**EXERCISE**
Two lines in the data below mark the range: the one with "positive clicks: (238, 107)" and the one with "positive clicks: (493, 156)". Return both, along with every line between them, exactly.

╔══

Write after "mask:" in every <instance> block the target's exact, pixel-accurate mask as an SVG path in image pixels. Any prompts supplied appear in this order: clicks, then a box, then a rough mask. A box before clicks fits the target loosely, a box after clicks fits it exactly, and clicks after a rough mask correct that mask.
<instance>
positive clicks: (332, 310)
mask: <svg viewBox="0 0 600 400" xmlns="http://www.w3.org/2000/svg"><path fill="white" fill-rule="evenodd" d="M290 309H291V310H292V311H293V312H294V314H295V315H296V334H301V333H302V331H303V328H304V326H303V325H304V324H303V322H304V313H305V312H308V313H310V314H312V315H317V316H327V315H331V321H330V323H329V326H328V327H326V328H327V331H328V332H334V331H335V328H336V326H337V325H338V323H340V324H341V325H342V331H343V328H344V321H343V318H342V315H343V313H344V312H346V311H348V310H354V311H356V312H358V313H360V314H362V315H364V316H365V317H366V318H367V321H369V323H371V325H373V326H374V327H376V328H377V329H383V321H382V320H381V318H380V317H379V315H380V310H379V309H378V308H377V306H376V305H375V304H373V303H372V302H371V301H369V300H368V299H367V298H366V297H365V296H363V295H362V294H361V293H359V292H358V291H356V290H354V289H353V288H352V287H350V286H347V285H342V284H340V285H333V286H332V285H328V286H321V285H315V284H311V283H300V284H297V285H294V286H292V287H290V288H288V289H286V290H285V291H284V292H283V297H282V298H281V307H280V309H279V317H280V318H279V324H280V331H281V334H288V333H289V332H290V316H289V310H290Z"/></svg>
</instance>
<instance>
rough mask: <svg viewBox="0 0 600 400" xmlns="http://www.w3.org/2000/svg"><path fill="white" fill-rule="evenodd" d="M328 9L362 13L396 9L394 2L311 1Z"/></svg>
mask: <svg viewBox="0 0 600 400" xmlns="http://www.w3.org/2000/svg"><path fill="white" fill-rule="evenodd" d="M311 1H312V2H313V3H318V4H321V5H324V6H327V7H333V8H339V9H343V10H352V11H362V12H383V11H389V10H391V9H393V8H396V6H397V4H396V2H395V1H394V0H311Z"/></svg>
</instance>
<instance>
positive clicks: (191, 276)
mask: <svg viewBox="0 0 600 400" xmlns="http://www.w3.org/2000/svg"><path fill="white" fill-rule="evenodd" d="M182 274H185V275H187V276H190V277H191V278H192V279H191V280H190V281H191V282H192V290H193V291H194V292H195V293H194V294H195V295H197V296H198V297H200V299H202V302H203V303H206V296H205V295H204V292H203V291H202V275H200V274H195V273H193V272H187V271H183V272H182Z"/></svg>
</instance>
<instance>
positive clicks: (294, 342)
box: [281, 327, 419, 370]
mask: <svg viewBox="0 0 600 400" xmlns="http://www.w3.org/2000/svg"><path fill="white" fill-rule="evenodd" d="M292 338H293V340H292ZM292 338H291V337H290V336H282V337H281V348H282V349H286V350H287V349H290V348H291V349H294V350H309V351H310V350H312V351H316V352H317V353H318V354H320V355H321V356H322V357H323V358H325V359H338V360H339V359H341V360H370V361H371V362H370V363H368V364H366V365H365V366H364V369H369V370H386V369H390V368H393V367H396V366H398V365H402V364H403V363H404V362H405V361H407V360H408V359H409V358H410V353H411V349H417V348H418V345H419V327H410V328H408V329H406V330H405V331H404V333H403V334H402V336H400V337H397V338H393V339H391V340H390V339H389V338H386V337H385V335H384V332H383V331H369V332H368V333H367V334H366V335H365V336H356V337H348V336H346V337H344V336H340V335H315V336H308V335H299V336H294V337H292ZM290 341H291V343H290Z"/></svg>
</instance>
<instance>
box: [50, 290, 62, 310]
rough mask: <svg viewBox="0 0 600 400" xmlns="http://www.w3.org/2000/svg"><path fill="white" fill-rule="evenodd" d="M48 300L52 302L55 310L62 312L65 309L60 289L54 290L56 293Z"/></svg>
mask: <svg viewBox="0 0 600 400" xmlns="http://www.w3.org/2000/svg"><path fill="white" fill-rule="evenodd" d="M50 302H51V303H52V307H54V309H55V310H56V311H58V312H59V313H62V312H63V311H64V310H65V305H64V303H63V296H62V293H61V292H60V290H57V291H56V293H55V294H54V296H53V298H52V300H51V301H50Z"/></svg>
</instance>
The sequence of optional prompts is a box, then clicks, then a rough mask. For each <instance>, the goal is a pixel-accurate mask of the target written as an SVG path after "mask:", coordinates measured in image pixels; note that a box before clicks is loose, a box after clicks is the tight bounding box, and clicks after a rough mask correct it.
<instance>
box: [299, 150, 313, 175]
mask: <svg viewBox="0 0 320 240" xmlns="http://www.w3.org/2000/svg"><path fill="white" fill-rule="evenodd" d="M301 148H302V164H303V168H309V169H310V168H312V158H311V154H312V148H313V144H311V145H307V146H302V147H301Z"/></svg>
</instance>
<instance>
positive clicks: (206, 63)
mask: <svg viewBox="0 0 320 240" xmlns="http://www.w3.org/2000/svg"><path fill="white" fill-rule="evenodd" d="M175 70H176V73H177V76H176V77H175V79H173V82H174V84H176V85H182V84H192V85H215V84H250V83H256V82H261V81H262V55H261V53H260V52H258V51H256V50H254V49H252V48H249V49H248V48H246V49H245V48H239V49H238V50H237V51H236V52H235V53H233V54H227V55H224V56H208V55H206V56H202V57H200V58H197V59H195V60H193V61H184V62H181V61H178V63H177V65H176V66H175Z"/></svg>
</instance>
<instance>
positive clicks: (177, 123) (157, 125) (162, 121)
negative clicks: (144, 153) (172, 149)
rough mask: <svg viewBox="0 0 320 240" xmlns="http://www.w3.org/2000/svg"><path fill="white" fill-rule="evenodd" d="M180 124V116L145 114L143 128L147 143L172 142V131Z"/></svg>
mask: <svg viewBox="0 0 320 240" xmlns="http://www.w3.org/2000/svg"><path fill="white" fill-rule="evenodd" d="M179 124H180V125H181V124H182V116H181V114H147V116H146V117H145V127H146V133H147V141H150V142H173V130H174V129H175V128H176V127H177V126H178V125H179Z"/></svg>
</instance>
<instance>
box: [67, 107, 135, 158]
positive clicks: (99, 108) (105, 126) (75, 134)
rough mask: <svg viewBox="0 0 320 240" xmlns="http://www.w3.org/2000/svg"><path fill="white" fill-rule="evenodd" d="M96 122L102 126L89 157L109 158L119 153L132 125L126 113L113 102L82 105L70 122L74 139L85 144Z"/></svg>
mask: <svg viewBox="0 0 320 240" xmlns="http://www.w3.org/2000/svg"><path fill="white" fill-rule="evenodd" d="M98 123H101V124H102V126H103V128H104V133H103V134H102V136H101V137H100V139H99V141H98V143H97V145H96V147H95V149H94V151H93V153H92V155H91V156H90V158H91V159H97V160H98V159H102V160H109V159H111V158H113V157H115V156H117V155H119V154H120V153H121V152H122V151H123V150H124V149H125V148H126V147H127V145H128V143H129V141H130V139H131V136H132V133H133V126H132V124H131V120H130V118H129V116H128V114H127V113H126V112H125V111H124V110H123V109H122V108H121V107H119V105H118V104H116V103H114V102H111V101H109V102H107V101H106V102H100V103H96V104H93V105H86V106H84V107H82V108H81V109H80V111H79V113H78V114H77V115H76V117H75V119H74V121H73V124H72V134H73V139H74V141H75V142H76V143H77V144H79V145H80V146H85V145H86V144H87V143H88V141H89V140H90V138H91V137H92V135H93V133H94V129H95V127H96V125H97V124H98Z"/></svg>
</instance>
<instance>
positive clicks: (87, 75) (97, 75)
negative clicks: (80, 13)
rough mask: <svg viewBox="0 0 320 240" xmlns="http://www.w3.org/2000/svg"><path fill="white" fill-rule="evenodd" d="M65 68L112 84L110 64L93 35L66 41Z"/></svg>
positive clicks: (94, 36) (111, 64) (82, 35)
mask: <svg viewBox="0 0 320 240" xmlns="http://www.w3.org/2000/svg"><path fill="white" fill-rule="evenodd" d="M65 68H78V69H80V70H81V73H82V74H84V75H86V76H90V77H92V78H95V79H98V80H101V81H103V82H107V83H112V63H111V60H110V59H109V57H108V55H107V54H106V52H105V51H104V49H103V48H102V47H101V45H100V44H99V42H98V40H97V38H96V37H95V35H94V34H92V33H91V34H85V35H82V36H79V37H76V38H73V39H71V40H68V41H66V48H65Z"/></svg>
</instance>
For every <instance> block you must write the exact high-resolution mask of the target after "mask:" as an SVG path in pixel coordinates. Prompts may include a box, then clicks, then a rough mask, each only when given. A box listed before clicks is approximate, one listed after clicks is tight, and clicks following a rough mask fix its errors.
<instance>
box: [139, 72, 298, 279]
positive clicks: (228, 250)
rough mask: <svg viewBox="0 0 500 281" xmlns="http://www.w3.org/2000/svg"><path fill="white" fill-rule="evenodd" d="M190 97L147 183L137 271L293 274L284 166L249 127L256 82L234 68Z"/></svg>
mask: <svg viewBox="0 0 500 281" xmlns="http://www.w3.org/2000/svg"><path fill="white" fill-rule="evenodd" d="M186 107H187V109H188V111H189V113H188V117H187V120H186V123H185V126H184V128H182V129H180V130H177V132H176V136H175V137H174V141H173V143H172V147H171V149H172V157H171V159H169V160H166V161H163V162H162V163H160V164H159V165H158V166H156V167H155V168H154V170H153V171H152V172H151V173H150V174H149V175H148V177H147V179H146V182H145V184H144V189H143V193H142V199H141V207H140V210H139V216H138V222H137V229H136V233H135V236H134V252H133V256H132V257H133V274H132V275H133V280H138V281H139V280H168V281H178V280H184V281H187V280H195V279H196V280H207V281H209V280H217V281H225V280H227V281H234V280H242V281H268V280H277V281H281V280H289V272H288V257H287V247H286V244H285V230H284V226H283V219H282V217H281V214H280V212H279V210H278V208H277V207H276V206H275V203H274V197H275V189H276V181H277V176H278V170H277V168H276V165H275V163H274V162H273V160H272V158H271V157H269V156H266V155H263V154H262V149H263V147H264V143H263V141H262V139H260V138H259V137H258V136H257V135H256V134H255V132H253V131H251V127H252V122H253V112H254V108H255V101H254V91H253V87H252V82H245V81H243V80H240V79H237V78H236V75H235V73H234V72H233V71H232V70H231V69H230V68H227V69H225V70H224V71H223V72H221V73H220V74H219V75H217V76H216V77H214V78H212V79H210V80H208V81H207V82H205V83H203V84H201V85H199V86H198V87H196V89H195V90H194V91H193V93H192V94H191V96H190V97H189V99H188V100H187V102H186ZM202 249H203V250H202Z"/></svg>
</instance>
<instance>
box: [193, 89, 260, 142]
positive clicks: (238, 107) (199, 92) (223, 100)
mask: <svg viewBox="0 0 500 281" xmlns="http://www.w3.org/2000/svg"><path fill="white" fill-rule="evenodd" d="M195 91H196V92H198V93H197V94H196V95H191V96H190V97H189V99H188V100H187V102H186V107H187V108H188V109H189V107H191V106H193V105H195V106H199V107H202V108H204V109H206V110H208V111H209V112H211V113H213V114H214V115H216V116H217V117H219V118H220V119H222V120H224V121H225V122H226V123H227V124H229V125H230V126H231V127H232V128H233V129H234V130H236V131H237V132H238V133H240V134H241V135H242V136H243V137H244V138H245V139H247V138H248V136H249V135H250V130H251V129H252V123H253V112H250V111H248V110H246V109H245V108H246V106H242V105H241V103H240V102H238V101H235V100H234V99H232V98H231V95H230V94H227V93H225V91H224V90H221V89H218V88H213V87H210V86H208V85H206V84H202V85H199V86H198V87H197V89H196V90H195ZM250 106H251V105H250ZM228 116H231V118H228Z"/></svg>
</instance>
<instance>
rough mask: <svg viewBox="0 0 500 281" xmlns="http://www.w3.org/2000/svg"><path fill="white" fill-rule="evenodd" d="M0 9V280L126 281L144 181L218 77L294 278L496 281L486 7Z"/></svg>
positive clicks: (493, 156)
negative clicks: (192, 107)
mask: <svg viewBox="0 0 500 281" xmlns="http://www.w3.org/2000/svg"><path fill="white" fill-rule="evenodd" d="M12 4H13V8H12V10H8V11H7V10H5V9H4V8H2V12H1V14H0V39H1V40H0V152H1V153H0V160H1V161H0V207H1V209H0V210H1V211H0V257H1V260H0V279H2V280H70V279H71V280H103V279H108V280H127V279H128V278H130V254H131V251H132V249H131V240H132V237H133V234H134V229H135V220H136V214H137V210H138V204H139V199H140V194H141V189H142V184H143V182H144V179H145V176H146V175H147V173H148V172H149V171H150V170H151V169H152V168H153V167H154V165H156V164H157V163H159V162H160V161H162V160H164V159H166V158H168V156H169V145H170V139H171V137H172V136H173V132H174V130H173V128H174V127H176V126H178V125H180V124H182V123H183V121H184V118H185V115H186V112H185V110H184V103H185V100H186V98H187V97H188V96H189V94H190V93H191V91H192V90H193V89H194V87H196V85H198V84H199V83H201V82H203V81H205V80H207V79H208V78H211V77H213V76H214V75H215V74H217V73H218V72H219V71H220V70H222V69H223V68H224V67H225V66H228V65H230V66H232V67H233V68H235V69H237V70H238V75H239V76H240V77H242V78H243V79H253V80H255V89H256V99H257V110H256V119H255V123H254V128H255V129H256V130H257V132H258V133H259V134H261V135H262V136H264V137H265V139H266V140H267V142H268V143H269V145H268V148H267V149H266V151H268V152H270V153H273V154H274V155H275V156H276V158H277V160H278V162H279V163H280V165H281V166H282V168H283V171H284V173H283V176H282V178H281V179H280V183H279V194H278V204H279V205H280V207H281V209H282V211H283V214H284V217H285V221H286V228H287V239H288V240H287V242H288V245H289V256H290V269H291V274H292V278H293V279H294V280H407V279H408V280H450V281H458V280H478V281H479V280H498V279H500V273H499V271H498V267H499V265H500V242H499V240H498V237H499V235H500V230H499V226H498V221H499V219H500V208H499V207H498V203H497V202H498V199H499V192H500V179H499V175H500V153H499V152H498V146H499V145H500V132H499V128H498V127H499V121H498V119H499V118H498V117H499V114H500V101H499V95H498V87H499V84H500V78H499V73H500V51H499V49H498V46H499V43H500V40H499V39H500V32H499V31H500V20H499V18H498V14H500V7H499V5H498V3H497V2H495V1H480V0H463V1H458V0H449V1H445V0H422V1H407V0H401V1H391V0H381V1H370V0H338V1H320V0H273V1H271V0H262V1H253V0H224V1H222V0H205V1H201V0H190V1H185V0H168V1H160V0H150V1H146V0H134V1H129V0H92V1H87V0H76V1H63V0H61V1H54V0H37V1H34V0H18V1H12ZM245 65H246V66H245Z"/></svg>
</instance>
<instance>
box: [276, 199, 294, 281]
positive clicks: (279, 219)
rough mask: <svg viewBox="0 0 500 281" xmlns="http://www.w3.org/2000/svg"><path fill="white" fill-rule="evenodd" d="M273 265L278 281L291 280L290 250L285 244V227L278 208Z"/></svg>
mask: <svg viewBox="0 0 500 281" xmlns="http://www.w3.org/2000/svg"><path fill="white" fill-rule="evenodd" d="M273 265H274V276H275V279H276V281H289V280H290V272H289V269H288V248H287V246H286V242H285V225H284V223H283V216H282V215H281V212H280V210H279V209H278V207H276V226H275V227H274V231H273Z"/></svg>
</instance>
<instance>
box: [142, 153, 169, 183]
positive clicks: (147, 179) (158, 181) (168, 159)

╚══

**RESPONSE TO THE EXERCISE**
positive clicks: (238, 107) (199, 92) (223, 100)
mask: <svg viewBox="0 0 500 281" xmlns="http://www.w3.org/2000/svg"><path fill="white" fill-rule="evenodd" d="M195 91H196V92H198V93H197V94H196V95H191V96H190V97H189V99H188V100H187V102H186V107H187V108H188V109H189V107H191V106H193V105H195V106H199V107H202V108H204V109H206V110H208V111H209V112H211V113H213V114H214V115H216V116H217V117H219V118H220V119H222V120H224V121H225V122H226V123H227V124H229V125H230V126H231V127H232V128H233V129H234V130H236V131H237V132H238V133H240V134H241V135H242V136H243V137H244V138H245V139H247V138H248V136H249V135H250V130H251V129H252V123H253V112H250V111H248V110H246V109H245V108H246V106H242V105H241V103H240V102H238V101H235V100H234V99H232V98H231V95H230V94H227V93H225V91H224V90H221V89H218V88H213V87H210V86H208V85H206V84H202V85H199V86H198V87H197V89H196V90H195ZM250 106H251V105H250ZM228 116H231V118H228Z"/></svg>
</instance>
<instance>
rough mask: <svg viewBox="0 0 500 281" xmlns="http://www.w3.org/2000/svg"><path fill="white" fill-rule="evenodd" d="M0 9V280L126 281L144 181L218 77L294 278L496 281L486 7Z"/></svg>
positive clicks: (493, 156)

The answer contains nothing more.